** begin Given entries **

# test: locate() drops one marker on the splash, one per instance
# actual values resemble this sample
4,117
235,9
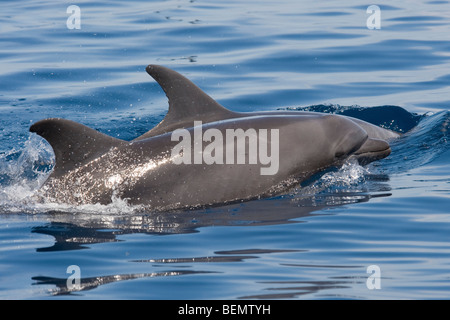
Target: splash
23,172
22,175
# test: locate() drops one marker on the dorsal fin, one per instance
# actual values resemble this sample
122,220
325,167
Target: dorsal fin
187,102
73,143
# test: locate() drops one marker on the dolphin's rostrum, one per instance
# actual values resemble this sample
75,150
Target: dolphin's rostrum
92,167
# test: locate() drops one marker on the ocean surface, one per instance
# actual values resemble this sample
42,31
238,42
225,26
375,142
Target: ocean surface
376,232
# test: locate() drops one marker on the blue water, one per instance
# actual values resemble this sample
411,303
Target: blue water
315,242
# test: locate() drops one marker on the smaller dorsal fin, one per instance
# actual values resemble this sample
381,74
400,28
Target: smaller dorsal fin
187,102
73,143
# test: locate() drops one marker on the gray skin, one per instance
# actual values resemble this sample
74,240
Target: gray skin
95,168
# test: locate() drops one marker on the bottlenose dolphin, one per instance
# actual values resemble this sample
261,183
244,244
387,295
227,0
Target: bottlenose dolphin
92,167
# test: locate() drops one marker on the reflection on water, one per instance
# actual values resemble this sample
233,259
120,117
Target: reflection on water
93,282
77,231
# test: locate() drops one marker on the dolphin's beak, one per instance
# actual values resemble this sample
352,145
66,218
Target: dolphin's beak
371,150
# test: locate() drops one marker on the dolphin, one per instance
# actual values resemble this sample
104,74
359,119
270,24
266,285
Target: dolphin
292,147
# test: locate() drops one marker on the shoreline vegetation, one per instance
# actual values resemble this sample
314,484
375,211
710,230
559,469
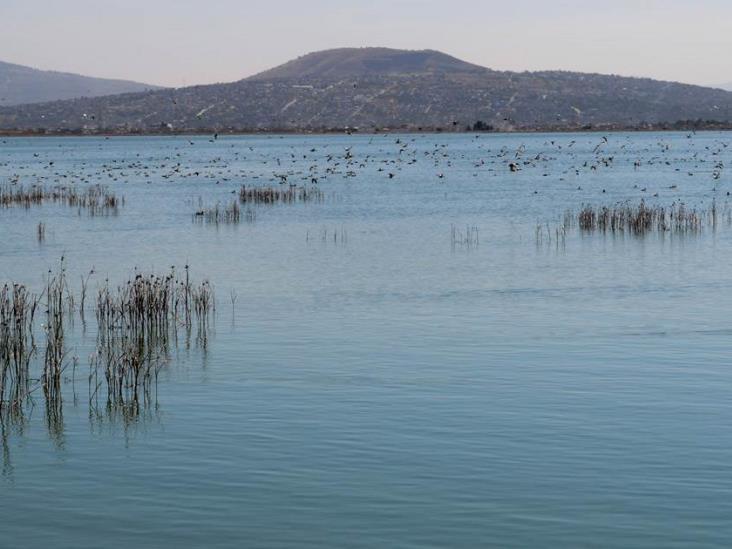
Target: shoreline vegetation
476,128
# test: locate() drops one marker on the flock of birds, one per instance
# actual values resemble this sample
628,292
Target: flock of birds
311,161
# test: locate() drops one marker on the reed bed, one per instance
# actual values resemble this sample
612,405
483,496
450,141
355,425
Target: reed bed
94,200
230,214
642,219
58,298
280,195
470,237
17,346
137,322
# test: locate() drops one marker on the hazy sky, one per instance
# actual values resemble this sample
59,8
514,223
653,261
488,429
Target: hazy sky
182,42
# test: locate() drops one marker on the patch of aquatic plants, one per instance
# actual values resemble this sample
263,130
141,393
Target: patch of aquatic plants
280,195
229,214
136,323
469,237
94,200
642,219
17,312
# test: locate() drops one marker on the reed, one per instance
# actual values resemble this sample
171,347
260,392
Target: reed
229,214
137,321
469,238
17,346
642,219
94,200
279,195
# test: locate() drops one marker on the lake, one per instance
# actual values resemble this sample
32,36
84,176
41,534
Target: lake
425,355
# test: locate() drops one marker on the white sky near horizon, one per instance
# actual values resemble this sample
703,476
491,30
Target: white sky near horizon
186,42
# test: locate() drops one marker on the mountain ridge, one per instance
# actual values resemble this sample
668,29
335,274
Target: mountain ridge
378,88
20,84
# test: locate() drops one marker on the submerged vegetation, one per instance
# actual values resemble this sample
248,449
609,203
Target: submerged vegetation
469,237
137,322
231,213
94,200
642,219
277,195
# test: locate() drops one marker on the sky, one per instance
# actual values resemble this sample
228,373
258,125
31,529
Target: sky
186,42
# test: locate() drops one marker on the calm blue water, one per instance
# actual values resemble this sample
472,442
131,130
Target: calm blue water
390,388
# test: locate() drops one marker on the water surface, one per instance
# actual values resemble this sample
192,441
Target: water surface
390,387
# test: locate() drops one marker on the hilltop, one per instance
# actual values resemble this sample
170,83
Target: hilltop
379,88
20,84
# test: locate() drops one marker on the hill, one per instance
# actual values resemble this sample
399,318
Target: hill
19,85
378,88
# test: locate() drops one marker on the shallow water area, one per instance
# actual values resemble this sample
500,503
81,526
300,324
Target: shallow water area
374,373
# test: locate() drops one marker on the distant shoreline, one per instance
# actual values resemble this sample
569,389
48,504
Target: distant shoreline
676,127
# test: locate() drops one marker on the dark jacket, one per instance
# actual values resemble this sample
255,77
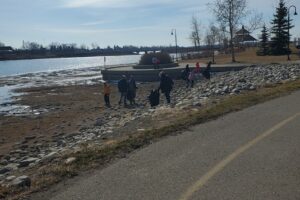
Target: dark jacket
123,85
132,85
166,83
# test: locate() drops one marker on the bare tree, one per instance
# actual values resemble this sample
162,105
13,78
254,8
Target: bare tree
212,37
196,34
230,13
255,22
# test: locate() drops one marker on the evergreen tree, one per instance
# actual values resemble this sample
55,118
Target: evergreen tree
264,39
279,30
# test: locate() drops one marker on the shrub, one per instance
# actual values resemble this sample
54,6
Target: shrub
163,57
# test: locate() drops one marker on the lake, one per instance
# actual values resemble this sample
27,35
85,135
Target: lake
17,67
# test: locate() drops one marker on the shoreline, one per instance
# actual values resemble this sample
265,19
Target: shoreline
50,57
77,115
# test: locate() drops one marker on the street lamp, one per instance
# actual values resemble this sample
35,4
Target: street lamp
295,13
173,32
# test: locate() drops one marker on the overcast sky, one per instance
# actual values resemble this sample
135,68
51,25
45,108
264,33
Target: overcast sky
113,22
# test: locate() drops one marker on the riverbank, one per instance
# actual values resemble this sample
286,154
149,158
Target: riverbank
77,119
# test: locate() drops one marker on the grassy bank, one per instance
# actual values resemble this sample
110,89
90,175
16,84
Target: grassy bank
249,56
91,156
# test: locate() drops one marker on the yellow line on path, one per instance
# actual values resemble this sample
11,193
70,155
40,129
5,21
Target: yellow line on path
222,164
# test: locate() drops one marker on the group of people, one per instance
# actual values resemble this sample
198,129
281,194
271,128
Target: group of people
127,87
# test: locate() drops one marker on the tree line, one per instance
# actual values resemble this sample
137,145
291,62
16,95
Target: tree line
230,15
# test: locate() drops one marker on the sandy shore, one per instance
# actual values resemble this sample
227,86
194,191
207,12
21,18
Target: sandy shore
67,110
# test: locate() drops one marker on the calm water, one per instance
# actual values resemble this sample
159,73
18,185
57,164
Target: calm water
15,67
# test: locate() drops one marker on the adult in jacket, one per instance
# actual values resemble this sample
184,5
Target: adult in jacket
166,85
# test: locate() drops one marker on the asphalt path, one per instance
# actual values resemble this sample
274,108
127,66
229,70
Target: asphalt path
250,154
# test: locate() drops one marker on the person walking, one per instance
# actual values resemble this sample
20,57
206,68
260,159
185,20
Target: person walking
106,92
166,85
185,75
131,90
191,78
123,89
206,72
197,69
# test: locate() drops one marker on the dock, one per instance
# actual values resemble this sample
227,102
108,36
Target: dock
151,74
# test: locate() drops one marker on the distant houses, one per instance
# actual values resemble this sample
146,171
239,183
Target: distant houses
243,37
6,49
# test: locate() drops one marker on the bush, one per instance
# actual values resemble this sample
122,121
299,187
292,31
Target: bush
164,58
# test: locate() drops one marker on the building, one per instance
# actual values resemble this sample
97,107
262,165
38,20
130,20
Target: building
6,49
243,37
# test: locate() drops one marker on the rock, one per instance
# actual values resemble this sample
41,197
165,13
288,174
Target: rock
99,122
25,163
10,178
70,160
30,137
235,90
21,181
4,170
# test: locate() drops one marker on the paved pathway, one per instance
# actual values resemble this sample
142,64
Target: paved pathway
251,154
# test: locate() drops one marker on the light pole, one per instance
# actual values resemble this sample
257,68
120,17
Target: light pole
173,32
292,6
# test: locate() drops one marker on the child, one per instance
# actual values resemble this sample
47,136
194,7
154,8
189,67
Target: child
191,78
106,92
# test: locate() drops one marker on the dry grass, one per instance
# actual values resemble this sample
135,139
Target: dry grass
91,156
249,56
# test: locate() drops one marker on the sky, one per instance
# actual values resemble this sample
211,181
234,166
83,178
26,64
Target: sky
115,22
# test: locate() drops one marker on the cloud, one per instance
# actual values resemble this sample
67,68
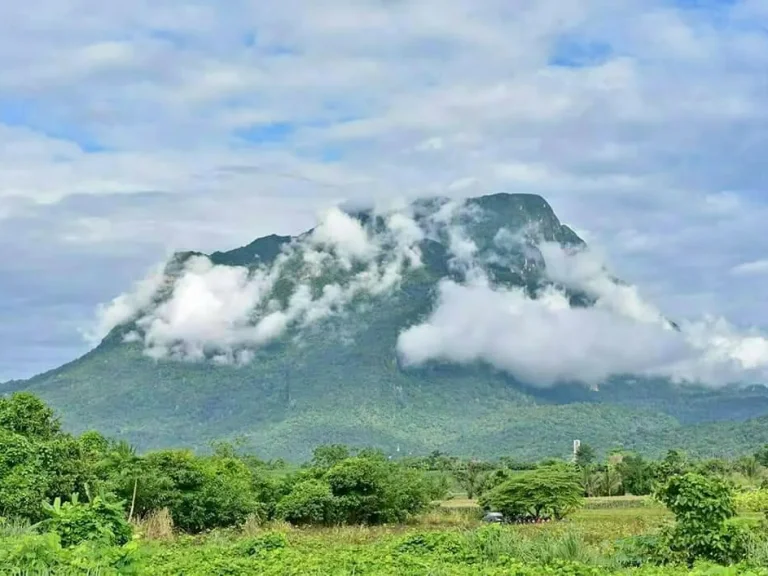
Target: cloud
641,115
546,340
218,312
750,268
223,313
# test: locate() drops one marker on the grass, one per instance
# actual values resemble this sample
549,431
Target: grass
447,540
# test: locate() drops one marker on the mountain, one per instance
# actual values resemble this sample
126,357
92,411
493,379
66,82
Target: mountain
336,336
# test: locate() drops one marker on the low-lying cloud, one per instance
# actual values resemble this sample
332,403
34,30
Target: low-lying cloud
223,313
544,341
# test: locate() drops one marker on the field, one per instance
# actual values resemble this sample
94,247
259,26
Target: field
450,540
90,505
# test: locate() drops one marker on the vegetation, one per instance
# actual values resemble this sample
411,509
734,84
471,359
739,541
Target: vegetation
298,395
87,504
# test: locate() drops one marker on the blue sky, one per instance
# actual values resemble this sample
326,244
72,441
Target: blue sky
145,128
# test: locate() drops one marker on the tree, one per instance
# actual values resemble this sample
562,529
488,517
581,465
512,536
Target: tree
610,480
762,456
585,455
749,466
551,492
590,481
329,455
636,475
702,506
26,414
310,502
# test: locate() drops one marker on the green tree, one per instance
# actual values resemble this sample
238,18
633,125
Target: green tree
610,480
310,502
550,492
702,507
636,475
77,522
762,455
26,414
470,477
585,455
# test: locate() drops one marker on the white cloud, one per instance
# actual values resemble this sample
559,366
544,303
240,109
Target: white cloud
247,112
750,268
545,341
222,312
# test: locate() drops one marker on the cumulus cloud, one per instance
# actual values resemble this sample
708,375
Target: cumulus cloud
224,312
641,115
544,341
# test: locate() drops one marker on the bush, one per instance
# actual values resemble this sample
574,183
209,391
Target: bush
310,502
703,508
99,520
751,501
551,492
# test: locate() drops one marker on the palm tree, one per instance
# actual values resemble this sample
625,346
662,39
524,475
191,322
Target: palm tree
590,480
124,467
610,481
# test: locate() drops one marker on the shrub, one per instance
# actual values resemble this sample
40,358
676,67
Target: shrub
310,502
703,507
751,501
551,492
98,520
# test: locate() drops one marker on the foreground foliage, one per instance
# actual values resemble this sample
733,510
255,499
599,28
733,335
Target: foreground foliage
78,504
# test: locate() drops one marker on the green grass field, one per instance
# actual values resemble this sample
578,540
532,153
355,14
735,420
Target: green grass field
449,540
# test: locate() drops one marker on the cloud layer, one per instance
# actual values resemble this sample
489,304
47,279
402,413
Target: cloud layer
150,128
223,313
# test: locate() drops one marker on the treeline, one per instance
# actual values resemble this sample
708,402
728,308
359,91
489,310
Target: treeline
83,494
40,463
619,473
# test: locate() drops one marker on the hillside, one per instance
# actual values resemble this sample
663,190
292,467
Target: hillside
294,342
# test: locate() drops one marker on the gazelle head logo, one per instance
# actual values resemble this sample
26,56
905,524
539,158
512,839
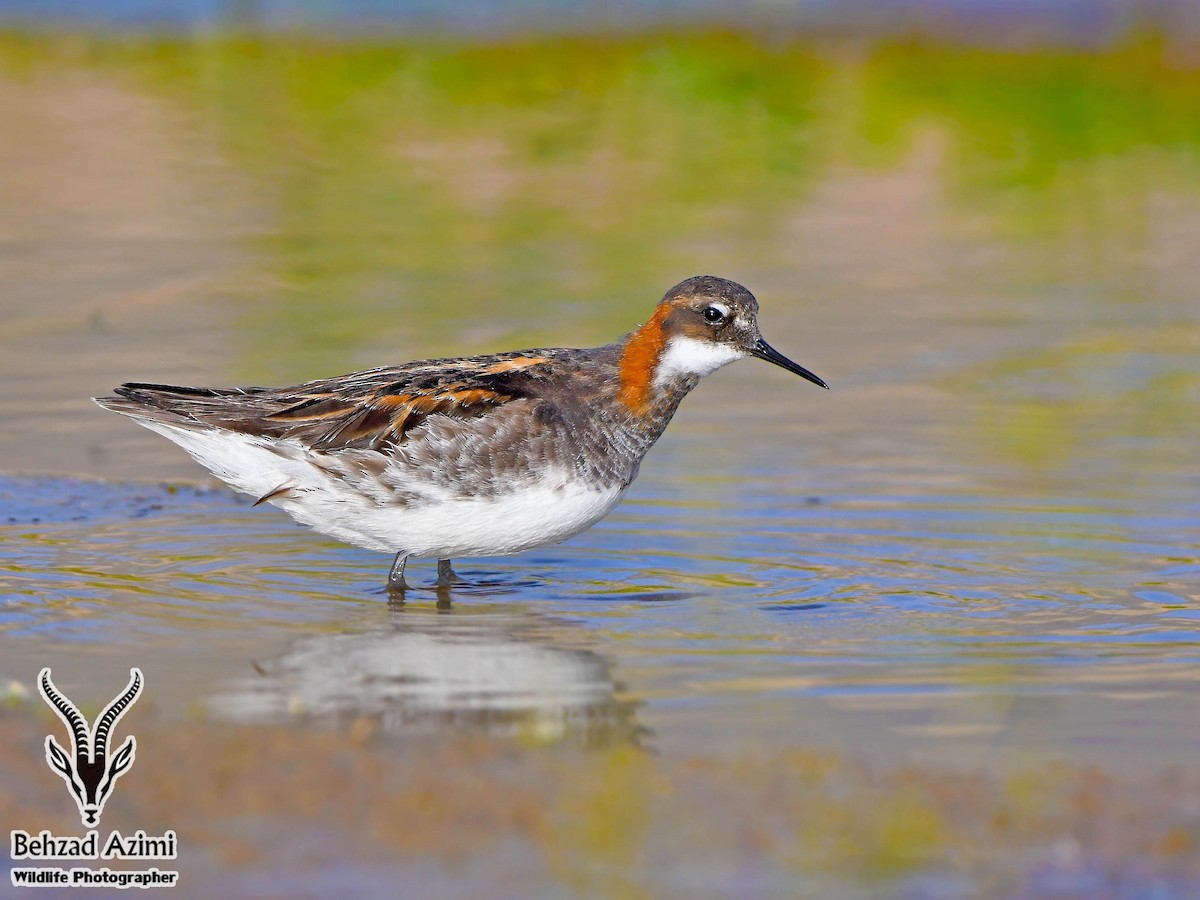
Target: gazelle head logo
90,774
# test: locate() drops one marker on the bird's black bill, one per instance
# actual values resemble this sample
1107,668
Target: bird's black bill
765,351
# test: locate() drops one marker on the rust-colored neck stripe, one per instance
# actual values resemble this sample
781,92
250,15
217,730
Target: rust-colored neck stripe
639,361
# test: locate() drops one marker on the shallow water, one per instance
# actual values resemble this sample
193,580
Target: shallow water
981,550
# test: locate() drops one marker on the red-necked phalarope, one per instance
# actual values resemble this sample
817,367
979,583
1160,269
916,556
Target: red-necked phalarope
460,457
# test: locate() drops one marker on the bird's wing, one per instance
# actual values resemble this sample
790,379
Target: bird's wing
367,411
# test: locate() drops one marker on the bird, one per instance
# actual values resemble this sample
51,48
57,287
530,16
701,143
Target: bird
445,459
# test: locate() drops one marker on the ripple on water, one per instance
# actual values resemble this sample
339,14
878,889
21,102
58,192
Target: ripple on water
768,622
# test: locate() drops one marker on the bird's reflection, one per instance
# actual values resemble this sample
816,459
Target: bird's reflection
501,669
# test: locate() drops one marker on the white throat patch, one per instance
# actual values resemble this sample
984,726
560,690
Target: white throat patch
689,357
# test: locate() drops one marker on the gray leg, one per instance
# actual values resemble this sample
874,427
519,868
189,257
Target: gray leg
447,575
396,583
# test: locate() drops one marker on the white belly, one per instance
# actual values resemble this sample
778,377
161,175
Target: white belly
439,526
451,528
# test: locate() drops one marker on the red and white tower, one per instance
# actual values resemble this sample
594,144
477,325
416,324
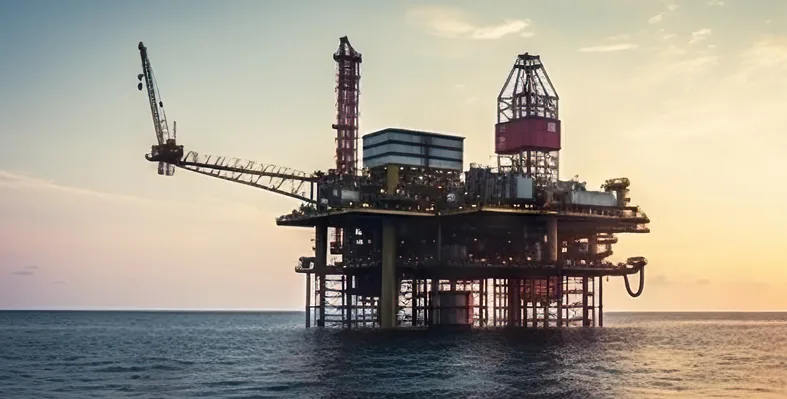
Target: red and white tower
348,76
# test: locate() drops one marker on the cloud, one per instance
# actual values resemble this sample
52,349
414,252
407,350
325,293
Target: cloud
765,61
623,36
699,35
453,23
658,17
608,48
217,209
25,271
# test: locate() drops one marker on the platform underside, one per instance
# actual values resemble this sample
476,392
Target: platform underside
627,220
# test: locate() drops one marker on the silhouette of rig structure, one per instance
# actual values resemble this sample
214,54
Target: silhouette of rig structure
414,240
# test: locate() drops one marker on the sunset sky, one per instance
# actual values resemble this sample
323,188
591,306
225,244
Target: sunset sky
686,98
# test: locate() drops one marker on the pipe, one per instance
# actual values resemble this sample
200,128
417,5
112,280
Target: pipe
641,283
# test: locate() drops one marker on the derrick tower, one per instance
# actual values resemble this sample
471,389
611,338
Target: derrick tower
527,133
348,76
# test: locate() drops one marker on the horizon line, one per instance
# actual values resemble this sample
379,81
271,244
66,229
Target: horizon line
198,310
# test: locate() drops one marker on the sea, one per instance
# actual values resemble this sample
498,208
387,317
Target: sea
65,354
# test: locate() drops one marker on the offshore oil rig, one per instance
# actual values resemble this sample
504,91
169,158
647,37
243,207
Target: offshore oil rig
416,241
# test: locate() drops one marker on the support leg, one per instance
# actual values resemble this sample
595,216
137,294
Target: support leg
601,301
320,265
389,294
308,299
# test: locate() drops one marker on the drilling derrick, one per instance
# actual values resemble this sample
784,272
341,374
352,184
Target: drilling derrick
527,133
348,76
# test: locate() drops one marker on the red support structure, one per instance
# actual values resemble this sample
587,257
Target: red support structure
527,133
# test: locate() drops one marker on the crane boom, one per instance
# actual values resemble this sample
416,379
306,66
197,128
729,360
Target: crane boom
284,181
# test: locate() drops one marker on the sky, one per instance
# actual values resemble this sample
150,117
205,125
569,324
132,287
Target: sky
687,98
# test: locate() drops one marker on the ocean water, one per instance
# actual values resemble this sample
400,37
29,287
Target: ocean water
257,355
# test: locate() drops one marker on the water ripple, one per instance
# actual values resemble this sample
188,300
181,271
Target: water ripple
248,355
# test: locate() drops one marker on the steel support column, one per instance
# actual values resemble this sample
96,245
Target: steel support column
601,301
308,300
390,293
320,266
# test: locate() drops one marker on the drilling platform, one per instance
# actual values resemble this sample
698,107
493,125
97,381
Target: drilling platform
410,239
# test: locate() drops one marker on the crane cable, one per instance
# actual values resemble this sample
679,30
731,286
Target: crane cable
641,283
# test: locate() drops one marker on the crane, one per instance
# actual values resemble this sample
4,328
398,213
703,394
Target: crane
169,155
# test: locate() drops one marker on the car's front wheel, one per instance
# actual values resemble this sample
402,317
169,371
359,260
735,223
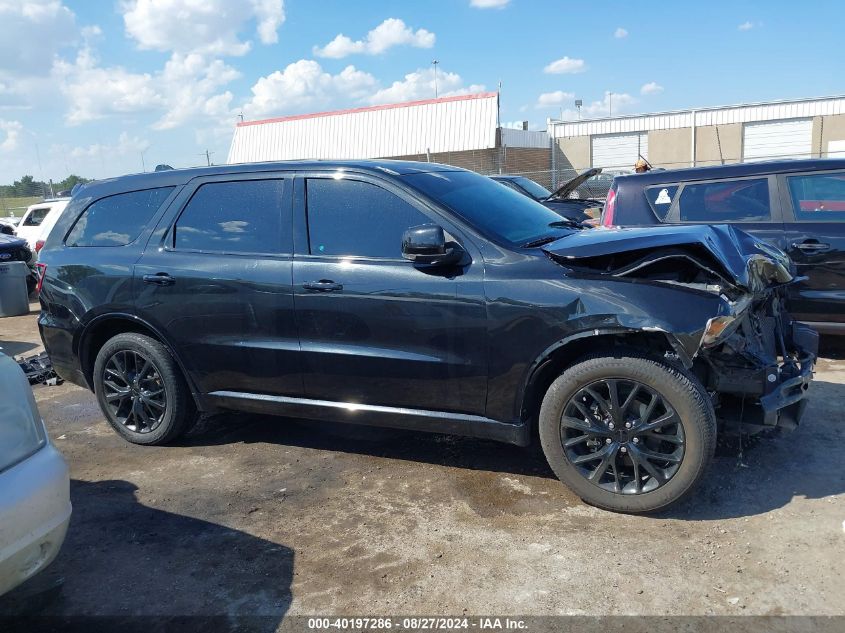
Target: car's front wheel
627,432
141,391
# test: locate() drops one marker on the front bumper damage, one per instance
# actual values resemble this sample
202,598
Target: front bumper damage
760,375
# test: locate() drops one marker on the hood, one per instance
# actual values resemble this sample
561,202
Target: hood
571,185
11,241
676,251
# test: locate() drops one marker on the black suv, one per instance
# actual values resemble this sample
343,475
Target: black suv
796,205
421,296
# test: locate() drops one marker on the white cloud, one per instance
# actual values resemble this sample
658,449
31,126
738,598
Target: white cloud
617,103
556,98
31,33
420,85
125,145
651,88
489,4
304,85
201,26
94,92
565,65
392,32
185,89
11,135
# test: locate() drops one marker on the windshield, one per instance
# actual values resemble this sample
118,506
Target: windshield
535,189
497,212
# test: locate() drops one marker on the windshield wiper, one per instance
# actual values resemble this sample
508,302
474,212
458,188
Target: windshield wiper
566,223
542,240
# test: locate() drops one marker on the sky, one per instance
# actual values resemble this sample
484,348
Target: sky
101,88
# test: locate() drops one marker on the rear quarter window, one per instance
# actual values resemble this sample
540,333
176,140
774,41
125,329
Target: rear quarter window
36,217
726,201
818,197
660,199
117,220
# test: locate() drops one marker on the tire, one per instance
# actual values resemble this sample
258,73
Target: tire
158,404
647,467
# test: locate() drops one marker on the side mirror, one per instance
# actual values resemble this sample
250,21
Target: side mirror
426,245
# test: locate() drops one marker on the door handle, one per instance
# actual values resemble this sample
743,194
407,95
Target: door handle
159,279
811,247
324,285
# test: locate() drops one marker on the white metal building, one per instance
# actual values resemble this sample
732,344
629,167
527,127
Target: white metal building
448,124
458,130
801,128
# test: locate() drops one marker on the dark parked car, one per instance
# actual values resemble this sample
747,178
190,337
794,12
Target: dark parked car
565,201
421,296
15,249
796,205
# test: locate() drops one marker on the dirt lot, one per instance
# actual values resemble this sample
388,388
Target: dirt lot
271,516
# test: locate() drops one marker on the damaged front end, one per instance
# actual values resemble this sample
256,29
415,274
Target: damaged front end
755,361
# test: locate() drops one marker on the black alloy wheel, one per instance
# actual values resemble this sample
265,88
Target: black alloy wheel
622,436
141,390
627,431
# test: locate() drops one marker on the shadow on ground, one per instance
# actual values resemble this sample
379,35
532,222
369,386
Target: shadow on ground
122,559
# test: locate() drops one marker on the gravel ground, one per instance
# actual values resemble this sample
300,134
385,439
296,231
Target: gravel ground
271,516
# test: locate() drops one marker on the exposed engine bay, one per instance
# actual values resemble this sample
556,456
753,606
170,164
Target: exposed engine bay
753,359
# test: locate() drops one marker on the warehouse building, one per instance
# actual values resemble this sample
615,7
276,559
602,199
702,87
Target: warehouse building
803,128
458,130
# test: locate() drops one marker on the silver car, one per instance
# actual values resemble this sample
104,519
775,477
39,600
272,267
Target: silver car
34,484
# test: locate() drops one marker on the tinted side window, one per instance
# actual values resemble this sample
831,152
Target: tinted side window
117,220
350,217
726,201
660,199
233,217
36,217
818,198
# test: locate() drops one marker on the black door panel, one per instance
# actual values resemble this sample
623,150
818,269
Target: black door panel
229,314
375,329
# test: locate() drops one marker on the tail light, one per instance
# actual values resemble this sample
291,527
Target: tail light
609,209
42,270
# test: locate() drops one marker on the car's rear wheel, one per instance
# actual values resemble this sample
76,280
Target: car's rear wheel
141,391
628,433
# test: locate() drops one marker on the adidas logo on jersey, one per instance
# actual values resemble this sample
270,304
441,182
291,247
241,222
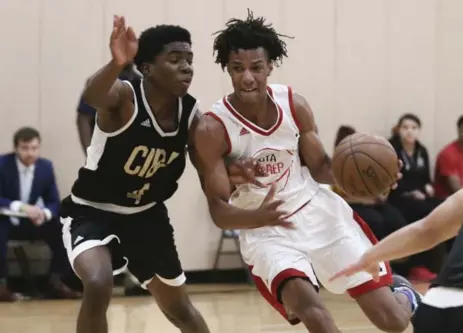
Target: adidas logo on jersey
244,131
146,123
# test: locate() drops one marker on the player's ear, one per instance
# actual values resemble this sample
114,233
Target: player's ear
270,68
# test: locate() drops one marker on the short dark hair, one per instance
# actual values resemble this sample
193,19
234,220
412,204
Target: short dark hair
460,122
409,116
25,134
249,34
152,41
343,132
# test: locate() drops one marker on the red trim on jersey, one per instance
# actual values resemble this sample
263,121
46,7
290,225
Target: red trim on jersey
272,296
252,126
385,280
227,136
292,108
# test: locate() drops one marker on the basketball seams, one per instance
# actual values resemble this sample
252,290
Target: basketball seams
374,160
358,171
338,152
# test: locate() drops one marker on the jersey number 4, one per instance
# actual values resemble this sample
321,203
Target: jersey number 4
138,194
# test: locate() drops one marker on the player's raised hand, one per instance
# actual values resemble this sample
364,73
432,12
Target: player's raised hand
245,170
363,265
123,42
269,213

** end Given entries **

** Problem to work on **
Omit the pictures and write out the lines above from the one with "# test: locate() drops one marker on the adidas" through the last, unchanged.

** Exercise result **
# test: locate() drops one marker on the adidas logo on jersey, one per instance
# actual values resemble this sample
270,304
441,182
291,247
241,222
Target: adidas logo on jersey
244,131
146,123
# test: locate() drops one marker on the player's ear, one per instance
# actual values resemble this sample
114,233
Target: player's ear
270,68
# test: locate() drops one marker on the short dark hair, one per instance
# actual values resemble this sample
193,19
234,220
412,204
Target: short dark hair
460,122
409,116
25,134
249,34
152,41
343,132
# test: locate() drops one marker on the red trim on jersey, one per instance
# actual values resemble this sample
263,121
46,7
290,225
Target: red trim on jersey
272,296
252,126
385,280
227,136
292,108
# test: locate() drops one marker on the basketball seams, one per instance
# actual values resemble this sample
252,290
Target: basketball seams
374,160
358,171
338,152
# test: locate() drops one marker on the jersey number 4, one per instance
# actual values resemble this sample
321,203
Target: jersey number 4
138,194
# test: locate() drops one marker on the player's raised hand, one per instance
# actual values resemble this sample
364,73
432,12
Target: player's raised hand
245,170
363,265
123,42
269,213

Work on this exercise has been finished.